— START Selection —

Solution of small system of equations grows past manageability

[janosc...@gmail.com]

I am trying to solve a system of equations with sympy that arises from a constraint of the form:

  (A x B) x C = D

where

* A, B, C and D are 3x3 matrices
* the diagonal of D should be zero
* B is a "rigid motion 2D" transformation, with elements cos(phi), +-sin(phi), x and y
* A and C are fully filled with (supposedly known) values
* I want to solve for phi, x and y

This gives me four equations:

* one for each diagonal element in D
* one additional (quadratic) equation sin^2(phi) + cos^2(phi) = 1

When feeding those to equations directly to sympy, this takes some hours and then breaks with an out of memory message.

My next approach was to help sympy by guiding the solution step by step (*).

* First i took two of the linear equations and let sympy solve for x and y (works great)

— END Selection —

> [Given problem 1]: Output the stretch of the sympy post from "This gives me" through "by step (*).", word for word.
> [Given problem 2]: Pull out each line of the records that contains the string "gold".

— START Data records —

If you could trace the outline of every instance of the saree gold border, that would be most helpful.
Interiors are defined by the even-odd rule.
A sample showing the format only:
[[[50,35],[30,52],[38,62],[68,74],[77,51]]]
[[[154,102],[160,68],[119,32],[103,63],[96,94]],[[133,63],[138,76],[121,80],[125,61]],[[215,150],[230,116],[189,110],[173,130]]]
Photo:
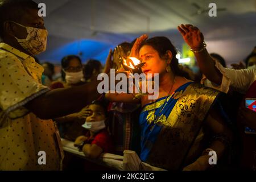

— END Data records —

> [Complete answer 1]:
This gives me four equations:

* one for each diagonal element in D
* one additional (quadratic) equation sin^2(phi) + cos^2(phi) = 1

When feeding those to equations directly to sympy, this takes some hours and then breaks with an out of memory message.

My next approach was to help sympy by guiding the solution step by step (*).

> [Complete answer 2]:
If you could trace the outline of every instance of the saree gold border, that would be most helpful.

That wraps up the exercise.